PROBLEM STATEMENT :: Include in the output exactly the lines from the opening of the data through the line containing "Can you find the boy?", and nothing more.

-------- PROVIDED ENTRIES --------

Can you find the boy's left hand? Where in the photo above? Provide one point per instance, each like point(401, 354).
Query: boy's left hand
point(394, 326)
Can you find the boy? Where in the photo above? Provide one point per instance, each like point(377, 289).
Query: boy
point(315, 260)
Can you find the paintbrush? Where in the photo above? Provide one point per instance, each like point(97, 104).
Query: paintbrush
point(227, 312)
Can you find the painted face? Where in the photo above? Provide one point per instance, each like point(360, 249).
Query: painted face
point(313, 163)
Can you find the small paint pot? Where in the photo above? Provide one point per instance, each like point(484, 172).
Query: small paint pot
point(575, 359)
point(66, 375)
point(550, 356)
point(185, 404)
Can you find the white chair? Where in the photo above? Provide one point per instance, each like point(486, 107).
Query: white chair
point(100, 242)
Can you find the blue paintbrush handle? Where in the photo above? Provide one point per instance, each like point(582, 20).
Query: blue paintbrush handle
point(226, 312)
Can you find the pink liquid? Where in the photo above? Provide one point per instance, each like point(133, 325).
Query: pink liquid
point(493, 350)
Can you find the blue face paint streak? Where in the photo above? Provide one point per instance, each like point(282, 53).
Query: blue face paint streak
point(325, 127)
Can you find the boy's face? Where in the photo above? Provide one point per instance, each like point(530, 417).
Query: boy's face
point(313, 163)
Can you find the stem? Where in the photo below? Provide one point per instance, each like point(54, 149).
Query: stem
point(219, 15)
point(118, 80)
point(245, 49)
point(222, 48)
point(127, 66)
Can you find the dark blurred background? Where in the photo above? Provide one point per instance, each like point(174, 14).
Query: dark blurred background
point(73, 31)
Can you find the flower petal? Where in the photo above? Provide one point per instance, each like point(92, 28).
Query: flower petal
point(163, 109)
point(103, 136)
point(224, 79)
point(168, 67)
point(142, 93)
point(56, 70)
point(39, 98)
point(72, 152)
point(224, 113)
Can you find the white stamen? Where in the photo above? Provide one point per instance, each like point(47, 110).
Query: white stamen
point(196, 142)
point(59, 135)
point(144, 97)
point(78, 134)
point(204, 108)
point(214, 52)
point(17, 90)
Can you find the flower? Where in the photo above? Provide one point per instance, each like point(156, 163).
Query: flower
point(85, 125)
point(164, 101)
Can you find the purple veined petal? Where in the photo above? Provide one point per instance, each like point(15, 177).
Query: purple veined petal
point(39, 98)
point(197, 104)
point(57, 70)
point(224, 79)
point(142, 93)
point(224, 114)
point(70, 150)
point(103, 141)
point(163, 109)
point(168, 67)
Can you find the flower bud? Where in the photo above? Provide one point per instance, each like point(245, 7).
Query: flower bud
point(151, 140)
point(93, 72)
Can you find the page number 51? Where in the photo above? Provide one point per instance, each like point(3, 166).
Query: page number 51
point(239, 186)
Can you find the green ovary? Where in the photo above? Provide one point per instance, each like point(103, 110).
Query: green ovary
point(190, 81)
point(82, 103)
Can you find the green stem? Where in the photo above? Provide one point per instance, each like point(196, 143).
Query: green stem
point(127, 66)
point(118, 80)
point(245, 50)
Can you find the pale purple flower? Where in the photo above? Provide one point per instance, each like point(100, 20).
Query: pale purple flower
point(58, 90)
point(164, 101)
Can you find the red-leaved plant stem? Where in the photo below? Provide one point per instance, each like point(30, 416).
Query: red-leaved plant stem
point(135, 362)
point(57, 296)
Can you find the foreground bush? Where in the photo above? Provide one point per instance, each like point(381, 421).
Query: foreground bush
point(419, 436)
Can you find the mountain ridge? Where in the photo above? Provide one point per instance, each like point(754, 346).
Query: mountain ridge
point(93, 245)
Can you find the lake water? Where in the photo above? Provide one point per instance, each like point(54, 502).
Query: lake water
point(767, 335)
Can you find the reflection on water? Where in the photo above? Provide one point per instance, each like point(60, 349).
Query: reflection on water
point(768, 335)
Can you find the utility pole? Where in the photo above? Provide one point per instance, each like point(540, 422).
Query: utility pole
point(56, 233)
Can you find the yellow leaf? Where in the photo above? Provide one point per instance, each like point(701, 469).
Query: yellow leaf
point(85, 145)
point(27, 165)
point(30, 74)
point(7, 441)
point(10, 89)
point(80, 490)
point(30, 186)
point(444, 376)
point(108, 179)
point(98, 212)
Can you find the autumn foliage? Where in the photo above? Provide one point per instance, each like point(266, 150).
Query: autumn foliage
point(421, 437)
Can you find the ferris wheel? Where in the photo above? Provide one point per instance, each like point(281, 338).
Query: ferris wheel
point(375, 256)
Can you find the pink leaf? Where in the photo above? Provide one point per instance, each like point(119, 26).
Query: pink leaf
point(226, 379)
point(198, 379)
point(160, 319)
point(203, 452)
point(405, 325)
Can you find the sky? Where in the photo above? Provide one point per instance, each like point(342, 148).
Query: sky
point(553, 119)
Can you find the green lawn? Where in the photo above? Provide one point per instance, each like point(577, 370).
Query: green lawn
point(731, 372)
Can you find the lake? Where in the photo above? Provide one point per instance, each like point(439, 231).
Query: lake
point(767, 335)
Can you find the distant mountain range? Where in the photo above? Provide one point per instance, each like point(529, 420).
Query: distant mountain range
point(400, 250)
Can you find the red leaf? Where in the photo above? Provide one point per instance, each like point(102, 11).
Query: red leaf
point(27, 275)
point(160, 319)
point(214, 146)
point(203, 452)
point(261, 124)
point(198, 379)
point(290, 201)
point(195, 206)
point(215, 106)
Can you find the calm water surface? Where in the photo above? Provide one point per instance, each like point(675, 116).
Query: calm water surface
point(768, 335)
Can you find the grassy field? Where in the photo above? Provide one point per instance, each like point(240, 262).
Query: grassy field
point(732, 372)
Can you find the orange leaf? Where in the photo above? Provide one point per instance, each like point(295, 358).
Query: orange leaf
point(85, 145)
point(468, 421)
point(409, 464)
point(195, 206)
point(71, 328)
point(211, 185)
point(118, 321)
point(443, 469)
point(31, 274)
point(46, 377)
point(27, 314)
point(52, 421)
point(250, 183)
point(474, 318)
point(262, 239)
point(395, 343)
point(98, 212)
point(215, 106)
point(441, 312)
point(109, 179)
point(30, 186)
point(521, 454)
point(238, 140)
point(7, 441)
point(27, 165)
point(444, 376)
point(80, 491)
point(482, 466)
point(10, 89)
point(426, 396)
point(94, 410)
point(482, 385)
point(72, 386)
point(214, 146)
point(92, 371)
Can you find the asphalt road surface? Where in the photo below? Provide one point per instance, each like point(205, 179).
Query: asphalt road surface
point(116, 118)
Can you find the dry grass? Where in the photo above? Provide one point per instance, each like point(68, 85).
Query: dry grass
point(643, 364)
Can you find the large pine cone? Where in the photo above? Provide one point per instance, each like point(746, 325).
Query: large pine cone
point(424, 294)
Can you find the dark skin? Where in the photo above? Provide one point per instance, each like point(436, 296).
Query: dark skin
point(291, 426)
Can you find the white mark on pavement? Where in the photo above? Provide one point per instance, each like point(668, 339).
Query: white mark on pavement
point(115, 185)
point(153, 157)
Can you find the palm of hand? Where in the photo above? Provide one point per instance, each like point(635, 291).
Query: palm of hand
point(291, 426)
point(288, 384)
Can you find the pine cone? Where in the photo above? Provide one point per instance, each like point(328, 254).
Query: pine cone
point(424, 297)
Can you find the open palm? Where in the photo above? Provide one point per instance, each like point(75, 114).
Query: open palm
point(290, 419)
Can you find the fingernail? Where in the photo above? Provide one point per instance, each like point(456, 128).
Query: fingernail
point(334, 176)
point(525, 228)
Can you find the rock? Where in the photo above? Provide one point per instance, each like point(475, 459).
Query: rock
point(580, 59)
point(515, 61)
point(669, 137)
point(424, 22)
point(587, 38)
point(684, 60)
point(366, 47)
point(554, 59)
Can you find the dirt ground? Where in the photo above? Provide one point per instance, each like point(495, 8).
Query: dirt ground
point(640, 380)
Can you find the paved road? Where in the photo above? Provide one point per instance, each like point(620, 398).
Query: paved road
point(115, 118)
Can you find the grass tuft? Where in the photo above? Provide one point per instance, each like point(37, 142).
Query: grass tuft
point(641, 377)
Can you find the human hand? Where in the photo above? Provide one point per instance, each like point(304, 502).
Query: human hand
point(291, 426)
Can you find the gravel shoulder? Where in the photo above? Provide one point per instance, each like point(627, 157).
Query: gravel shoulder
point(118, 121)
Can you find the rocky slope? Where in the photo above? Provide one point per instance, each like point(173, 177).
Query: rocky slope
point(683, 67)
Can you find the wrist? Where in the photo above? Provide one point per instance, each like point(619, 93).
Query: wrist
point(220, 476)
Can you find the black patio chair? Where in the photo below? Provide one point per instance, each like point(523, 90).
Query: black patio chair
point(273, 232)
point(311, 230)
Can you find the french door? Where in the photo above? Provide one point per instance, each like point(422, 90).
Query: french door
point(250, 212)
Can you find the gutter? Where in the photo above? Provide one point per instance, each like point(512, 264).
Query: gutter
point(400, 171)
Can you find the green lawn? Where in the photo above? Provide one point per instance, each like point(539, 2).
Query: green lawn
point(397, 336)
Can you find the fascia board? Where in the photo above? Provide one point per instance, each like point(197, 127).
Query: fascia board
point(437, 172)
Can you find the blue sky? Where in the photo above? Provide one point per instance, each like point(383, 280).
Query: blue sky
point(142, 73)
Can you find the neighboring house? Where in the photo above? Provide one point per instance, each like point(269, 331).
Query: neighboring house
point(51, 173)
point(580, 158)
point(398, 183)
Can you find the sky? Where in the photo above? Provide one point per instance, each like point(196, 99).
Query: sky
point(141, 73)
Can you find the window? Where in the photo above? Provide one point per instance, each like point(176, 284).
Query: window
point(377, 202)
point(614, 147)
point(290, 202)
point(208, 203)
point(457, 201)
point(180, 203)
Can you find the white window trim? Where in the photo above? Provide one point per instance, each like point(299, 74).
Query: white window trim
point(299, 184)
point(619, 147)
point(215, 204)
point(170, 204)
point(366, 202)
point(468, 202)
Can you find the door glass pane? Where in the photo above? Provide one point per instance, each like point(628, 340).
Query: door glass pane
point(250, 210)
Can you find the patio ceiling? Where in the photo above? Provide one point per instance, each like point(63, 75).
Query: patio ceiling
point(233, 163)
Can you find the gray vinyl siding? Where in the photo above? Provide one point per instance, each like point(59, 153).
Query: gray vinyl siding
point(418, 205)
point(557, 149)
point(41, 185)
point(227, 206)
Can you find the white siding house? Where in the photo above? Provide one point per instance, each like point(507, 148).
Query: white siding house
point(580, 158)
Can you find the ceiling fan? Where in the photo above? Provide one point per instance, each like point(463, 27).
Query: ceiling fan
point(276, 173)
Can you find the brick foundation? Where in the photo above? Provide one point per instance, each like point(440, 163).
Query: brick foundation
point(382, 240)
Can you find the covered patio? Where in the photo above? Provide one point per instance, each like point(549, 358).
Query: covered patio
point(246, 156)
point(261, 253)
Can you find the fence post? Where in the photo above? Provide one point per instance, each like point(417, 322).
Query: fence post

--------

ANSWER TO THIS TASK ::
Can you find the boy's left hand? Where in the photo above? Provide one point per instance, each like point(401, 354).
Query: boy's left hand
point(394, 326)
Can you find the boy? Where in the photo above? Provide one point per instance, each like point(377, 289).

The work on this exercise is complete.